WRITTEN REQUEST.
Write the material out again exactly as it stands.

==== ITEMS

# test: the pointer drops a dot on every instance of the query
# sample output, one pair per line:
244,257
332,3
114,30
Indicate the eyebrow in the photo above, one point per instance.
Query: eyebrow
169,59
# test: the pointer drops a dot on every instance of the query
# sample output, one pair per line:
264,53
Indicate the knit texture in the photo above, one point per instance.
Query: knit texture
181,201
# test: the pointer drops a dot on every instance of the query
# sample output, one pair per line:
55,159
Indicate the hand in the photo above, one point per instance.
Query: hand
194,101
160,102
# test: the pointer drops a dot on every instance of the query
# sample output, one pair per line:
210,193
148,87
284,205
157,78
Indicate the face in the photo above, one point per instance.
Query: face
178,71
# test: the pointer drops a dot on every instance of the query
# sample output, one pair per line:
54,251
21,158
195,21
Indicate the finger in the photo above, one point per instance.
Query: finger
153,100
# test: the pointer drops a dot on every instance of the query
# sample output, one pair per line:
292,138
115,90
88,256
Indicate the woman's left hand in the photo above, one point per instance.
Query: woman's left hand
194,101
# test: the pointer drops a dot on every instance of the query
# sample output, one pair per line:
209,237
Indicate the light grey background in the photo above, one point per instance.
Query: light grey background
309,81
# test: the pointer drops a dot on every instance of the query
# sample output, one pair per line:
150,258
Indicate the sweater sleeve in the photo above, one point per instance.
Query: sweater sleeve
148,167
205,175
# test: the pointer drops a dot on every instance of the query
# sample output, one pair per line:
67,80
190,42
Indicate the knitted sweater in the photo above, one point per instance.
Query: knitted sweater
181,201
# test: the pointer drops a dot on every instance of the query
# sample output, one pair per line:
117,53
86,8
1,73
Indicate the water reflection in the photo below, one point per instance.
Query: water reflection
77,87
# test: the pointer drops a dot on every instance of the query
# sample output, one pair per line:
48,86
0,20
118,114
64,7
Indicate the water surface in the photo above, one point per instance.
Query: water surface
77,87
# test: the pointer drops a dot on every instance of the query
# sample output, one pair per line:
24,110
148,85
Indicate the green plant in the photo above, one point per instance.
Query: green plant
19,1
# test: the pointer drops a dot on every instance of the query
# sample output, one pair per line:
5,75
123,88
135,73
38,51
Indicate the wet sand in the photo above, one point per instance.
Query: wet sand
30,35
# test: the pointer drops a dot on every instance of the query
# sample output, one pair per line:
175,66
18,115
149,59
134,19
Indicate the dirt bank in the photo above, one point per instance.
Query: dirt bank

========

FINISHED ANSWER.
# test: the pointer drops a dot on every instance of the query
# sample output, one pair per line:
244,257
332,3
114,30
Indicate the eyebrow in the photo above, one point per instance.
Query: eyebrow
169,59
# test: the pointer drops a dot on every instance of the query
# sample output, one pair per line:
264,53
Indicate the knit texture in the photo above, one point per instance.
Query: knit texture
181,201
# test: the pointer drops a dot on every instance of the query
# sample output, one pair per line:
55,159
Indicate the hand in the photo above, one point per instance.
Query: hand
194,101
160,102
# test: the pointer drops a dot on every instance of the query
# sample output, one pair per line:
210,193
148,87
284,205
157,78
Indicate the face in the photo above, one point per instance.
Query: face
178,71
# test: the pointer drops a dot on every instance of the query
# sample output, one pair per line:
54,251
21,158
195,21
Indicate the finger in the photo above, one point per instance.
Query: finger
153,100
# test: the pointer drops a dot on every instance of the query
# sample output, one pair per line:
292,138
115,90
88,256
Indicate the woman's left hand in the photo above, one point per instance.
Query: woman's left hand
194,101
# test: the pointer drops a dot on every instance of the query
# sample output, one pair per line:
209,237
Indicate the light grey background in the photo above, one point per instance.
Query: light grey background
309,81
# test: the pointer drops a dot on every instance of the query
# sample output, one pair per line:
150,258
Indicate the sweater sleeve in the photo above, one point per instance.
Query: sweater sleeve
148,167
205,175
# test: the pointer drops a dot on every instance of the query
# sample output, one pair per line:
67,80
190,42
Indicate the knitted sweater in the photo above, one point per instance.
Query: knitted sweater
181,201
# test: the pointer drops a dot on every instance of the query
# sample output, one pair per line:
117,53
86,8
1,73
Indicate the water reflection in the photo below, one point per instance.
Query: water reflection
77,87
# test: the pointer drops a dot on every instance of the query
# sample output, one pair per line:
48,86
0,20
118,114
64,7
Indicate the water surface in the photo above, one point per instance.
Query: water surface
77,87
# test: the pointer drops a dot on every instance of the query
# sample output, one pair per line:
24,110
148,85
Indicate the green plant in the photo above, one point per instance.
Query: green plant
19,1
# test: the pointer drops a dot on every instance of the query
# sample output, one pair per line:
5,75
123,88
135,73
38,51
Indicate the wet sand in the photo above, one point per instance.
Query: wet sand
30,35
# test: the pointer drops a dot on every instance of the query
# sample output, one pair per line:
175,66
18,115
149,59
134,19
Indicate the dirt bank in the photo above, one point per instance.
Query: dirt bank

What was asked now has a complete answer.